* Exercise requirements: Write the line that includes "Where can the cascading" and all subsequent lines, exactly as written, and nothing more.

* Records from a data source:
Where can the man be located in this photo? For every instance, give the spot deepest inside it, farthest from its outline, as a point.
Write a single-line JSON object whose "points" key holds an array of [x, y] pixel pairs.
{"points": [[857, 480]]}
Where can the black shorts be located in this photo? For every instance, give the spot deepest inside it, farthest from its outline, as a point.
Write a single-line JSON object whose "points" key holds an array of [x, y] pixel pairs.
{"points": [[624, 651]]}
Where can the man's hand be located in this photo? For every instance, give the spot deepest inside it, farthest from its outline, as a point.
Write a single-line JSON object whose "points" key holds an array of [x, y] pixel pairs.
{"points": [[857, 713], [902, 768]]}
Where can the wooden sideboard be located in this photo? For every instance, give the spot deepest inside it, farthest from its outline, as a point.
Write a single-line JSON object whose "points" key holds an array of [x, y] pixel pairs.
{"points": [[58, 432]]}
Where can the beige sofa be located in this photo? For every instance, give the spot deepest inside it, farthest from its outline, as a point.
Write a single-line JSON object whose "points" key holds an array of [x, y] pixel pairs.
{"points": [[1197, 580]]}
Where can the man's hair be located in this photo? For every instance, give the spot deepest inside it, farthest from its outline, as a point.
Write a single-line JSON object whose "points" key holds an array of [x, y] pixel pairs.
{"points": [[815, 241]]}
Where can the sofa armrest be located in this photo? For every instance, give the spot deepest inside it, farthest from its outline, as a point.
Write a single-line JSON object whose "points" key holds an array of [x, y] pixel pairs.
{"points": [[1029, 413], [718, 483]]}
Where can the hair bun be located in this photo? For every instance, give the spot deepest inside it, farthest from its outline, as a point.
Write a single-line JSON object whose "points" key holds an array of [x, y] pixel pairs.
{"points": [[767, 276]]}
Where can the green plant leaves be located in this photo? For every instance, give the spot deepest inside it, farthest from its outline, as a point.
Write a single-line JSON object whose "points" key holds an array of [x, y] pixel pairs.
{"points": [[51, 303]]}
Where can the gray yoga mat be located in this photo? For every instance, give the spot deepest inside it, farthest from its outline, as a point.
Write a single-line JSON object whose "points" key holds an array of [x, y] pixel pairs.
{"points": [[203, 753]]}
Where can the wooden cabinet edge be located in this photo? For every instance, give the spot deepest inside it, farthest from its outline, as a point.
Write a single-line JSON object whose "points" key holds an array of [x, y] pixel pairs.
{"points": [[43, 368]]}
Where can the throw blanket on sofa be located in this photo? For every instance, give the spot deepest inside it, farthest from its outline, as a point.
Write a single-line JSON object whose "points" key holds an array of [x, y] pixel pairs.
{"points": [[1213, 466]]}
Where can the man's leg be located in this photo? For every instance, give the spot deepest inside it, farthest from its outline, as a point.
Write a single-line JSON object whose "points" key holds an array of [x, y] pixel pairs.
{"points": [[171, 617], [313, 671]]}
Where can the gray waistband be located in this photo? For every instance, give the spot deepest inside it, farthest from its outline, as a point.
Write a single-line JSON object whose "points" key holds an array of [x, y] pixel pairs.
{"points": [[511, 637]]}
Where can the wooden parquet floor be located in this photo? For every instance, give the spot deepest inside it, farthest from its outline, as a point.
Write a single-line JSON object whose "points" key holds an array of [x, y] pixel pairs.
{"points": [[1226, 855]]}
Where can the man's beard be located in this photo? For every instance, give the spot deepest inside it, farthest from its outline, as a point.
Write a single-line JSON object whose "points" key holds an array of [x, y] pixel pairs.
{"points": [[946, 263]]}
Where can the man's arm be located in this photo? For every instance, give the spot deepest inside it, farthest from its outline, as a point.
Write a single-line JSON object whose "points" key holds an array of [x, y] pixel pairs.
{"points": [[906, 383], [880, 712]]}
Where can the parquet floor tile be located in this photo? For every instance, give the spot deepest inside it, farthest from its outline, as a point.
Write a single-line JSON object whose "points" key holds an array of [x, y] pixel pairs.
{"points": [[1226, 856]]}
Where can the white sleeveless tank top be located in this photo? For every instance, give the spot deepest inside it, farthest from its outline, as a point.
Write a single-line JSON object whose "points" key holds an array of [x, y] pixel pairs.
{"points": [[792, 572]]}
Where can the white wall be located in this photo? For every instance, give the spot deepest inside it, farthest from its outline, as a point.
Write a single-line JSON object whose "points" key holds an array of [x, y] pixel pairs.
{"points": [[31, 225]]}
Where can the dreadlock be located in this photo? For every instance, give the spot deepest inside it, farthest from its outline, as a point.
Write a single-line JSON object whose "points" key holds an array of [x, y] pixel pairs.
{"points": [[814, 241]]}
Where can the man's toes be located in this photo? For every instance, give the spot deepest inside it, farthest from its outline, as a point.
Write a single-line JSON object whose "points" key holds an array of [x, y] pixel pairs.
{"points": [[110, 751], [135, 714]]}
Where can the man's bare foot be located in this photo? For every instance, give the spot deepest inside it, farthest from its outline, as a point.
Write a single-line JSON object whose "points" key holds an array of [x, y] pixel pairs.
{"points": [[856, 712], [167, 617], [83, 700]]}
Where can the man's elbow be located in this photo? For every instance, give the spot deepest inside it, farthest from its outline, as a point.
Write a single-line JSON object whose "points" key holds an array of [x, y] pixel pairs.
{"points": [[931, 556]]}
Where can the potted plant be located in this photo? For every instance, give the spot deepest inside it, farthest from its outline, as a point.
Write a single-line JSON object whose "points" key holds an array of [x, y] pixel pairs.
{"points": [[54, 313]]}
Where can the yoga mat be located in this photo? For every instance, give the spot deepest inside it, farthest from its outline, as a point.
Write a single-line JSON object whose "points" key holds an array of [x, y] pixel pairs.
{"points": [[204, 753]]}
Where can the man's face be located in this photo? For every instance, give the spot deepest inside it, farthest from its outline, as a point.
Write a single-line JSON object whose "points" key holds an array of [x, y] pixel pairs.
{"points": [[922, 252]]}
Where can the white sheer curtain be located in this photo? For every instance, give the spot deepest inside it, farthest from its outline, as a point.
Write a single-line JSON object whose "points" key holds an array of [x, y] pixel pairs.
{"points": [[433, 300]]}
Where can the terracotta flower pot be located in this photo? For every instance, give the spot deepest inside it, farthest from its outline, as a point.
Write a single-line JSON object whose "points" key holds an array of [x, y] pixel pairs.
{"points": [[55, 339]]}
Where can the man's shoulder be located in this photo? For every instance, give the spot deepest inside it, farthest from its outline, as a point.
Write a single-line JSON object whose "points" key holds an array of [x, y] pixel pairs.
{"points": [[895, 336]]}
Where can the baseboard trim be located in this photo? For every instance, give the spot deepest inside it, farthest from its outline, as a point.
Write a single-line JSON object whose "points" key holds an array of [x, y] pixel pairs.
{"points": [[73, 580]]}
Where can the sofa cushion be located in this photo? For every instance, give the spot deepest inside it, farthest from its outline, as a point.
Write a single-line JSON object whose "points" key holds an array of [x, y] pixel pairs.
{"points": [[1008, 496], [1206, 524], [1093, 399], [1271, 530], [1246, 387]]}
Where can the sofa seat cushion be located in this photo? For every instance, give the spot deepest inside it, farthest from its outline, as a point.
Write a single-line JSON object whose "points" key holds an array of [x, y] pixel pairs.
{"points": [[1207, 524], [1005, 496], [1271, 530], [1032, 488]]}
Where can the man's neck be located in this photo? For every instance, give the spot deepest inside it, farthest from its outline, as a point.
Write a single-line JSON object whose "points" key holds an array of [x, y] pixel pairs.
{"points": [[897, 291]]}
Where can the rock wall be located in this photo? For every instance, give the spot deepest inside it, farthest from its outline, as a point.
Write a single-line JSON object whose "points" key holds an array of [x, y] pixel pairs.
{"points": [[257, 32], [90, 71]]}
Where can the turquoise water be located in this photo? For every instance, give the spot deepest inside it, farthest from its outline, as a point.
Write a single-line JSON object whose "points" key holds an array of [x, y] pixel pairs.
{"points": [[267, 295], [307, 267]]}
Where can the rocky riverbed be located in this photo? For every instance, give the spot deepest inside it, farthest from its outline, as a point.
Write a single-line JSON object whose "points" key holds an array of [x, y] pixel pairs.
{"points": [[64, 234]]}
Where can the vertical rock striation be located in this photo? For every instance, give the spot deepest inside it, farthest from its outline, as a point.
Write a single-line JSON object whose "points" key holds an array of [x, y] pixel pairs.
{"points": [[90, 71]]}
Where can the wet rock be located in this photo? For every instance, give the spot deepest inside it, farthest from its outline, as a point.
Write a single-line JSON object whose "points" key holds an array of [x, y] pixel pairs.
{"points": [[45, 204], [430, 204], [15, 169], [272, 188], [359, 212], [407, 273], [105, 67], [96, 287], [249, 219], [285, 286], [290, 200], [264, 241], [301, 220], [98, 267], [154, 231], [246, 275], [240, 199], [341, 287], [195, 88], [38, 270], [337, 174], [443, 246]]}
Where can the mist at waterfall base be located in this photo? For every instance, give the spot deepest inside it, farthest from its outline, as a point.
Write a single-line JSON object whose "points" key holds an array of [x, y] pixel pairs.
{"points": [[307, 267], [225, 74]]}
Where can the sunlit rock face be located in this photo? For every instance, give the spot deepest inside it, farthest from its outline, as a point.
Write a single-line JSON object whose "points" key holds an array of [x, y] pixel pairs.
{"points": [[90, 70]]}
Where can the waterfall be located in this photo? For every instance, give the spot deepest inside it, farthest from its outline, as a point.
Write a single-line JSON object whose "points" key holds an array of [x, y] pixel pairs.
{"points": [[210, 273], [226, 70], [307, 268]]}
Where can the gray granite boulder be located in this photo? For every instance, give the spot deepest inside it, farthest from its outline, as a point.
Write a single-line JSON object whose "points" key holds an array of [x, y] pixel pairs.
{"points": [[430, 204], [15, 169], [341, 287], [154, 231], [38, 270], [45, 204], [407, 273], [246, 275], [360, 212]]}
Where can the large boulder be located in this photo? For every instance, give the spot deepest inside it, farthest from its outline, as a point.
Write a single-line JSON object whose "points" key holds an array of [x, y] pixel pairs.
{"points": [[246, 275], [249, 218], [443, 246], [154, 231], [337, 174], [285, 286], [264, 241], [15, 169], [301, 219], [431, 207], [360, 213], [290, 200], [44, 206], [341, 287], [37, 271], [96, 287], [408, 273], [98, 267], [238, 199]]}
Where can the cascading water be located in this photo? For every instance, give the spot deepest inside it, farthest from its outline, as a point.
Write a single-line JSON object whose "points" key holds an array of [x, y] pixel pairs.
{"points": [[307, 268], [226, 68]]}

* Correct output:
Where can the cascading water be located in this photo? For every instance, give the spot deepest inside it, farthest from its outline, as a point.
Write a single-line JSON object whose "points" key holds an array of [x, y] pixel pairs.
{"points": [[307, 268], [226, 68]]}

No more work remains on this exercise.